--- start of SOURCE EXCERPT ---

Education, like healthcare, isn't a business; It's a human right, and attempting to run it like a business will lead to inevitable abject failure. Sorry you don't have the brains or imagination to think about anything other than capitalism and how it should be the way we do everything (which is dumb), but anytime someone says "treat education like a business," It just lets me know they're too dumb to listen to.
Chicago parent (Chicago)
Is it a coincidence that two two male teachers earned over $90,000 while the female teachers maxed out at $50,000?
Deirdre (New Jersey )
Red State teachers earned $50K, Blue State teachers $90+. MI has a republican governor now but in the past was very blue. The teachers that earn the least live in states that are always running on tax cuts not investment
Alex (New Haven, USA)
Pretty awful. I am originally from Russia where teachers are routinely underpaid and underappreciated. How sad to see the same phenomenon happening here in the United States!
William Buck (Idaho)
Clearly, the oligarchs have no use for educated citizens.
Thomas Hughes (Brunswick, GA)
If schools spent less on duct tape the country could use that money to increase the military budget. Will we never lern . . . um, learn?
Ed Bukszar (Vancouver)
Here's a question: why do schools even use text books? There's enough free, online content out there to teach most subjects. Solves another problem as well. Kids carrying their own weight in backpacks. I haven't used a book in my university classes in 5 years.
Valerie (Ely, Minnesota)
Plain and simple, this dire situation is attributable to our Republican governors and the Republican-controlled state legislatures. They control the funding to education. And to everything else that funds the ‘common good’ projects of our local communities. Apparently, the party of ‘family values’ doesn’t give a fig about this country’s kids, whether it is funding a great education for ALL of our children, or it is keeping them safe from gun violence during the school year.....Or making sure they don’t go to bed hungry, or making sure they see doctors when needed and stay healthy. The Republicans talk a good game, but their actions are morally bankrupt. The GOP is too beholden to its elite donors to care about most Americans or the common good. Hence, huge tax breaks for the rich and for corporations.... plus plenty of funding for a huge military build-up ... Budget cuts for education, infrastructure, research and development. Vote.
HL (Minnesota)
Ladies and Gentlemen, our education system. This makes me so angry. Furious. These are signs of a country that's really lost it's way and is in a state of inner decay. Plenty of money for bombs, prisons and tax cuts, though.
Liz (NYC)
The ugly truth is that this is all by design. The nouveau riche class that controls the Republican party doesn't like competition for themselves or their children so they rig the race. At least the ruling 20th century WASP class realised that keeping people down is not sustainable so they took reasonable care. The Koch brothers, Mercers and their ilk who think history doesn't have a few lessons for them are in for a rude awakening.
drjillshackford (New England)
Betsy DeVos is at the helm of the educational ship of state, so why should we be concerned? I'm not sure she can spell her own name, but our president assured us he'd take care of everything. He promised Americans he would fill every federal position with "the very best people"; He knew the best people, he said, and he must know what he's talking about. Right?
Mark William Kennedy (Trondheim Norway)
I really think the USA should get its priorities straight. Stop wasting all this money on primary schools. You need to get going building 2 more super carrier battle groups! You never know, you might fight Russia, China and some middle eastern country all at the same time.
Dave Ron Blane (Toadsuck, SC)
Trump is the result of stripping education bare, for decades. UNable to think critically, look what we have now.
Mary Corder (Indianapolis)

--- end of SOURCE EXCERPT ---
--- start of RECORDS SHOWN ---

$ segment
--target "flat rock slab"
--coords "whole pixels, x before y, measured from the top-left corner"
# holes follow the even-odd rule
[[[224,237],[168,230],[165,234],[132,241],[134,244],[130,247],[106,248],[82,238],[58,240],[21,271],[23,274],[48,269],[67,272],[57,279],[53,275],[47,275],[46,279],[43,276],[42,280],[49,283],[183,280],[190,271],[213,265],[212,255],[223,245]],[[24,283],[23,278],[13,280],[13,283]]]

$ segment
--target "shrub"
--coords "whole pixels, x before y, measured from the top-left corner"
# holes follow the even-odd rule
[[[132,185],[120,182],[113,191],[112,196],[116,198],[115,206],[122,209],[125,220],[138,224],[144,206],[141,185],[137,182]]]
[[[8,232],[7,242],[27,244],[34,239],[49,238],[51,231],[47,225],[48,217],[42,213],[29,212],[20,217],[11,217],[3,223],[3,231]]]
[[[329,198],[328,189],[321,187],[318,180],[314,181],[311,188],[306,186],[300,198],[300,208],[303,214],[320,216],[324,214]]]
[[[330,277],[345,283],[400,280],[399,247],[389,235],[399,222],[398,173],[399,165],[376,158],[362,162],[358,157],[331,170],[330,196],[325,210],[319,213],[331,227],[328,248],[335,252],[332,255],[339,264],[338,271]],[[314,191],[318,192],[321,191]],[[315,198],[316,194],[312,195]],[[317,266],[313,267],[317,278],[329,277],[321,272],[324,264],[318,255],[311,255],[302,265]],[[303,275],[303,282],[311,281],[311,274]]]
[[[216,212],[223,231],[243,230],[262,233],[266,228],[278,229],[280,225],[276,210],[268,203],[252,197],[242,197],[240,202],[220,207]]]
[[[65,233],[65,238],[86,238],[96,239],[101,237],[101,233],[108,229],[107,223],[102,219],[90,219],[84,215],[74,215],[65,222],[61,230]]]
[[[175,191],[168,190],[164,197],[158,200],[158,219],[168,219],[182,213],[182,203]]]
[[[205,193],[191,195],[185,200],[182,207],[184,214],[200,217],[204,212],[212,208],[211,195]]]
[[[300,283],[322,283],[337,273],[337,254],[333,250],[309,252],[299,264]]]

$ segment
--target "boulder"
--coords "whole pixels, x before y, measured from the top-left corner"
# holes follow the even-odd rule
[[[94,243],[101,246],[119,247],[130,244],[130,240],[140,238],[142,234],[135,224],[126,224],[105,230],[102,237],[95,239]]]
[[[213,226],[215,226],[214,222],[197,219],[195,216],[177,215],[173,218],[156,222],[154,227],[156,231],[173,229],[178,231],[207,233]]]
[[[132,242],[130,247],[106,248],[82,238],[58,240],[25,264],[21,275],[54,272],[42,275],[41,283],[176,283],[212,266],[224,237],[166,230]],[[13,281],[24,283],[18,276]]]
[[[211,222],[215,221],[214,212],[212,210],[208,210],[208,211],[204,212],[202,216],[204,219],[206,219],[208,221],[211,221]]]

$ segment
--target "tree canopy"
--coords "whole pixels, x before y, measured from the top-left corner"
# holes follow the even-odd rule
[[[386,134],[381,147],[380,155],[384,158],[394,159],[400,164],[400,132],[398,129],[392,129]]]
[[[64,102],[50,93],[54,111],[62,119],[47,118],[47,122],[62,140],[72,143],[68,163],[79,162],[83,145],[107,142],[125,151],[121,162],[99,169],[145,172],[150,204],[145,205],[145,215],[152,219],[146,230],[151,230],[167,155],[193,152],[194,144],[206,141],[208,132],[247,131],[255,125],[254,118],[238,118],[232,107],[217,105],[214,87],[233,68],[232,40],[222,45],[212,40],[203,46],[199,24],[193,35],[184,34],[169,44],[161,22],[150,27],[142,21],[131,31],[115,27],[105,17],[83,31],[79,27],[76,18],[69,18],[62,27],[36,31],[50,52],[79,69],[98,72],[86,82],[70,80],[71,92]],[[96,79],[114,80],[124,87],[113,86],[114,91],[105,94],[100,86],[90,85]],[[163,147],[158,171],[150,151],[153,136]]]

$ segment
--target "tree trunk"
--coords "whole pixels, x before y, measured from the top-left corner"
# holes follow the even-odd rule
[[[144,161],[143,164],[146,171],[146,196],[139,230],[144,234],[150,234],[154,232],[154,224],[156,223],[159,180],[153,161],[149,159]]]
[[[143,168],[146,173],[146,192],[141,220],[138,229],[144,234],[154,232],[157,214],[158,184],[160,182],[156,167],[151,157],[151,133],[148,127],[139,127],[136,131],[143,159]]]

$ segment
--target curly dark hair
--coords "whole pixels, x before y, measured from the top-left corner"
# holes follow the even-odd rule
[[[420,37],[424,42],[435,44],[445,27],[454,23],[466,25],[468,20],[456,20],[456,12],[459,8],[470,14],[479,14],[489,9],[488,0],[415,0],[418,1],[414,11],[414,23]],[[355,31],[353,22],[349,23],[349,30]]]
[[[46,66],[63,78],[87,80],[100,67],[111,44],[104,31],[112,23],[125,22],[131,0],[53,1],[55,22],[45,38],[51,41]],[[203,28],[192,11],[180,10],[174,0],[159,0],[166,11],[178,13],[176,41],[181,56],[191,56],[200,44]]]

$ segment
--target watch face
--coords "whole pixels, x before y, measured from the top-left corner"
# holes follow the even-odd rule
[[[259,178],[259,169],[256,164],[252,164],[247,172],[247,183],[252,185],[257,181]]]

--- end of RECORDS SHOWN ---

§ **TASK REQUIREMENTS**:
a. Summarize the reader comments on school funding in two sentences.
b. Please quote the reader comments on school funding from "If schools spent" to "in 5 years.".

§ **TASK RESULTS**:
a. Readers argue that education is a human right rather than a business and lament that teachers in the United States are underpaid and underappreciated. Several blame Republican governors and state legislatures for cutting education budgets while funding tax breaks and the military, and one suggests schools drop textbooks in favor of free online content.

b.
If schools spent less on duct tape the country could use that money to increase the military budget. Will we never lern . . . um, learn?
Ed Bukszar (Vancouver)
Here's a question: why do schools even use text books? There's enough free, online content out there to teach most subjects. Solves another problem as well. Kids carrying their own weight in backpacks. I haven't used a book in my university classes in 5 years.